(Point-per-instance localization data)
== == ==

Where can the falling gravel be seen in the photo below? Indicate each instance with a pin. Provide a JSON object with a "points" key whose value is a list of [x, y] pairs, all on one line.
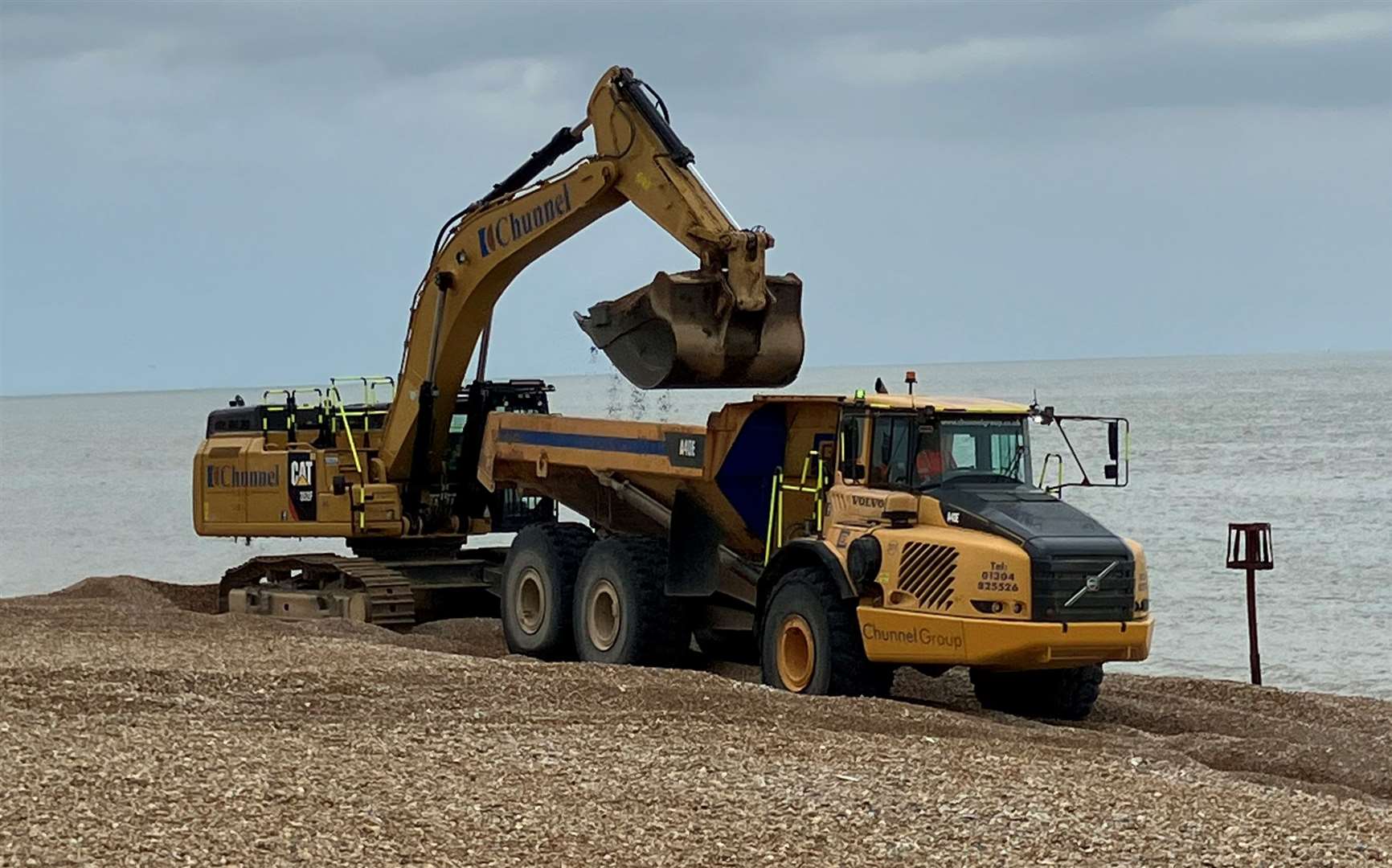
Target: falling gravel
{"points": [[140, 729]]}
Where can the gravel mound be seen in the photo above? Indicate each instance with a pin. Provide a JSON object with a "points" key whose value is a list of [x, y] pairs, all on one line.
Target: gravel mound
{"points": [[158, 736]]}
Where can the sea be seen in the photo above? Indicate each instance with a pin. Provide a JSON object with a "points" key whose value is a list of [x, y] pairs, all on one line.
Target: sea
{"points": [[100, 485]]}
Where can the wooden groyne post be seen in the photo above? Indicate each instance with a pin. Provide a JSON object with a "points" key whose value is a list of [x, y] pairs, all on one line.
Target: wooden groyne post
{"points": [[1249, 548]]}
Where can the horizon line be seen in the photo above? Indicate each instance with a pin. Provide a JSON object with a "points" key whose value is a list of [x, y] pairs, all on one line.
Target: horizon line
{"points": [[551, 377]]}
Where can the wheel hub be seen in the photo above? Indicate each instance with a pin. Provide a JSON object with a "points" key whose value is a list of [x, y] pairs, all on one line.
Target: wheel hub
{"points": [[796, 653], [602, 615], [530, 601]]}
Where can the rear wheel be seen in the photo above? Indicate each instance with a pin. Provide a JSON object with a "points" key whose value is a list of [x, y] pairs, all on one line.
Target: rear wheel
{"points": [[1067, 694], [538, 588], [623, 614], [809, 641]]}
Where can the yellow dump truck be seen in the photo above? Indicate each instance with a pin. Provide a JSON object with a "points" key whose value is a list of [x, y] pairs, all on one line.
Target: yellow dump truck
{"points": [[830, 538]]}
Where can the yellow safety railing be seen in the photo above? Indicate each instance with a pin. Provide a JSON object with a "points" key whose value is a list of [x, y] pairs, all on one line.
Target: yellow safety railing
{"points": [[813, 461]]}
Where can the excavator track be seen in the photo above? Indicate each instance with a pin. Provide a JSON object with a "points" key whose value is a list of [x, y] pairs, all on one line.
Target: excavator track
{"points": [[302, 588]]}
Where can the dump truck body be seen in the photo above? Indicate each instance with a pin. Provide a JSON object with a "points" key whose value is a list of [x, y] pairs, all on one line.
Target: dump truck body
{"points": [[965, 565]]}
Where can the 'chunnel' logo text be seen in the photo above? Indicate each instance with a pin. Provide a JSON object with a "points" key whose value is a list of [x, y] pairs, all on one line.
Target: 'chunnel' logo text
{"points": [[227, 476], [922, 636], [510, 227]]}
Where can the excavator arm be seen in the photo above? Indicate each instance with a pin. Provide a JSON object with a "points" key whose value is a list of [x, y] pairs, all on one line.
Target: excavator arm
{"points": [[724, 325]]}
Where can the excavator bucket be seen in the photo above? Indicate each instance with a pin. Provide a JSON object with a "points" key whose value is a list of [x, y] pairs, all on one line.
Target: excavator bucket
{"points": [[682, 331]]}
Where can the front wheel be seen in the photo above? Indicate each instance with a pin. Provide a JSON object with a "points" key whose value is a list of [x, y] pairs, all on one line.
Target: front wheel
{"points": [[1067, 694], [809, 641]]}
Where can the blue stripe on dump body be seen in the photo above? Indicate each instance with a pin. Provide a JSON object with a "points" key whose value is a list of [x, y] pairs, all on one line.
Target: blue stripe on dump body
{"points": [[583, 441]]}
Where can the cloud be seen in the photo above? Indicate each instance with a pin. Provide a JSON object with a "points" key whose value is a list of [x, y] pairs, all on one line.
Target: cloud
{"points": [[865, 62], [1275, 26]]}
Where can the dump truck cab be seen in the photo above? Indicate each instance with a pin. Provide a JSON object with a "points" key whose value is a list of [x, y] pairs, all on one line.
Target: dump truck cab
{"points": [[958, 557]]}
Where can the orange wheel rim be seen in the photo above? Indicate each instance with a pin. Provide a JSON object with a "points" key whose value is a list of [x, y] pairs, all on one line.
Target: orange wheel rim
{"points": [[796, 653]]}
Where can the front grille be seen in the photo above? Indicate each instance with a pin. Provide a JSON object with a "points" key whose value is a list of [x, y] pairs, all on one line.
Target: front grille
{"points": [[927, 572], [1055, 582]]}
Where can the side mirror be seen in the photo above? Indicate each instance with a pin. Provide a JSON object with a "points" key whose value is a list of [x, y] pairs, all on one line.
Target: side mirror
{"points": [[827, 452], [901, 510]]}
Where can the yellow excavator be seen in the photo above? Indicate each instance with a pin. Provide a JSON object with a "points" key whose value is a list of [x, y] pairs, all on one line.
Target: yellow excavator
{"points": [[397, 477]]}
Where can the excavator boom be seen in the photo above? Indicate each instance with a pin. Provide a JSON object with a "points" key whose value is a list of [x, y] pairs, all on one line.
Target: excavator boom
{"points": [[724, 323]]}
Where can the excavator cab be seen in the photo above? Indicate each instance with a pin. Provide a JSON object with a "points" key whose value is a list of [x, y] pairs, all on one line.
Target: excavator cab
{"points": [[684, 331]]}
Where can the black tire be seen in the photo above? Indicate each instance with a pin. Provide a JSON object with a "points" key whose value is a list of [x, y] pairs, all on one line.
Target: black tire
{"points": [[623, 614], [837, 657], [1065, 694], [538, 588]]}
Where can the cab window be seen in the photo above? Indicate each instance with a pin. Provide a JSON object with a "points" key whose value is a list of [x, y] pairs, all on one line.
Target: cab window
{"points": [[852, 448], [890, 451]]}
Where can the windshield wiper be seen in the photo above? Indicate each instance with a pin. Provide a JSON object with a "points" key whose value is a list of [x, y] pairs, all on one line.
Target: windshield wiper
{"points": [[987, 476], [1019, 452]]}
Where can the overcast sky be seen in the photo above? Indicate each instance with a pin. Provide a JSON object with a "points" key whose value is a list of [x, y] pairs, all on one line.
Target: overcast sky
{"points": [[235, 194]]}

== == ==

Exercise directions
Repeat all the records above exactly, leaving out any pictures.

Written response
Where can the falling gravel be seen in the photo below? Indicate each instance with a pin. Provide a JSON object with a "points" key whose value is a list of [x, y] pairs, all on one line.
Target: falling gravel
{"points": [[140, 729]]}
Where can the gravel mound be seen in the photo above? Indicate each instance with a pin. Provide a JSON object with a "points" key whose value is a list of [x, y] pairs, all on one line.
Target: gravel mound
{"points": [[158, 736]]}
Where can the sea be seen in the photo above? Indicate each instance with a pin. Provide a JSON object with a "points" key whose value is a list of [x, y] pairs, all on one line.
Target: sea
{"points": [[100, 485]]}
Where can the wooden groyne post be seen in the photo above? Indicate each instance with a pin. Provide a JSON object with a "points" key whose value is a list of [x, y] pairs, all on one line.
Target: wooden groyne post
{"points": [[1249, 548]]}
Where can the horizon line be seen in the photo above? Indicate each instance with a pin. Provide a JSON object with a "points" key whose value is a list of [x, y] pairs, all on one line.
Target: horizon line
{"points": [[551, 377]]}
Where can the wheel hub be seen in the photo above? Indicate each instance with a pin. Provide a JSON object with a "points" key whose value is a list of [x, y] pairs, all on one line.
Target: wheel hub
{"points": [[796, 653], [602, 615], [530, 601]]}
Where can the rear wheel be seen in the photo above? Indicate each instance with a pin. Provide a JSON object with a "points" key whose value is a list of [x, y] pairs, all on one line.
Target: rear wheel
{"points": [[1067, 694], [538, 588], [623, 614], [809, 641]]}
Where can the yellow dump truck be seen in the photo above? Indicate each instance with a pin. Provide a JSON object with a "points" key whose value is a list of [x, y] pairs, all on one line.
Target: yellow dump truck
{"points": [[830, 538]]}
Where can the yellow safety railing be seen in the photo above? Indicate each instance with a pin. Provide a JSON object with a "points" key whose value is a list of [x, y] pairs, all on one line.
Target: yellow safety railing
{"points": [[813, 461]]}
Where can the excavator track be seen in the photo above? Indicate each instance with a pin. Provide a JSON object with a "points" key whose value is a list of [x, y] pairs, all on one line.
Target: excavator track
{"points": [[302, 588]]}
Where can the dump truck body be seen in the photo above? Indicate each instance with a pin. Provide a JSON object with a "points" key whose value is a list of [x, y] pairs, all on one line.
Target: dump truck body
{"points": [[965, 565]]}
Where can the 'chunnel' logo text be seen in the photo above? Indicate each instance with a pin. Provide a JSON object with a "points" key whose value is a list of [x, y] pairs, all on one line.
Target: 'chunnel' logo text
{"points": [[227, 476], [922, 636], [510, 227]]}
Where can the excavator arm be seen in the photo above? Indicate each instance with a pin. Provide a JSON object with a "points" key whose value is a list of [x, y] pairs, all on one line.
Target: excavator arm
{"points": [[724, 325]]}
Where can the excavator bucket be seen in the photo above? Indicate each instance with a pin. Provide a JSON object with a "points" key whose value is a list of [x, y] pairs, all on one line.
Target: excavator bucket
{"points": [[682, 331]]}
Where can the front wheel be seen in the photo above? Indicate each instance with a pin. Provide a JSON object with a "points" key whose value is a list of [x, y] pairs, all on one line.
Target: front wheel
{"points": [[1067, 694], [809, 641]]}
Where can the blue stripe on dump body be seen in the photo above? Indicate each instance with a pin. Provide a JSON object with a "points" key whose value is a list of [x, y] pairs, all on one line.
Target: blue stripe on dump body
{"points": [[583, 441]]}
Where can the cloud be seen in the photo above? Indicate each instance with a pin. Provide a JSON object with a "points" key whose value is a list of [x, y] pairs, all on one line.
Target: cloud
{"points": [[865, 62], [1275, 26]]}
Where can the dump truck cab be seen in the photo above? Indicate each instance with a pin. Provide a JSON object with a "points" key whose value is a list of [x, y] pairs, all on one line.
Target: dump truck cab
{"points": [[958, 557]]}
Where can the orange wheel rim be seen in the photo above? Indicate each instance with a pin. Provide a JSON object with a "points" key whose value is a list of [x, y] pairs, all on one line.
Target: orange wheel rim
{"points": [[796, 653]]}
Where can the front grille be seen in the photo above? Indicate each instance with a pin. Provide a JSON object with a "points" key whose value is a list of [x, y] pairs, all on one line.
Target: front grille
{"points": [[927, 572], [1055, 582]]}
Where can the side mirror be seen in the photo above? Indicate each instance with a pin. Provide a JSON object with a "points" key whose value is a list of [x, y] pairs, all on one line.
Target: side mirror
{"points": [[827, 452], [901, 510]]}
Where can the yellow excavator be seen in the photo above? Indicate each instance with a pin. Provide a JSON object with a "points" key whose value is a list of [x, y] pairs, all on one line.
Target: yellow excavator
{"points": [[397, 477]]}
Where can the excavator boom be seen in the photo above? Indicate each instance with a pin. Provide a JSON object with a "points" key whose value is a list of [x, y] pairs, all on one line.
Target: excavator boom
{"points": [[724, 323]]}
Where can the excavator cab be seen in the photo above? Indicate each instance with a pin. Provide a JSON object with a "points" key whose value is a list of [x, y] pairs, all on one line.
Target: excavator cab
{"points": [[684, 331]]}
Where can the black tire be seen in the photo above? Indicate each instance with a pin. Provide a JSON object with a "points" key whose value is a list of [x, y] pairs, all on one line.
Target: black tire
{"points": [[623, 614], [837, 657], [1065, 694], [538, 588]]}
Where can the cab window be seen in the photo above? Indicate each instance with a pin. Provide a JSON object with a "points" key whose value is a list of [x, y] pairs, all on one line.
Target: cab window
{"points": [[852, 448], [890, 451]]}
Where can the windshield wiper be seen in the photo above? Indicate each instance with a pin. Provide a JSON object with a "points" key whose value is a list of [x, y] pairs, all on one line.
Target: windshield wiper
{"points": [[987, 476], [1019, 452]]}
Where can the overcast sky be seen in the photo above? Indicate each instance with a pin. Provide a JSON object with a "points" key whose value is a list of [x, y] pairs, all on one line.
Target: overcast sky
{"points": [[235, 194]]}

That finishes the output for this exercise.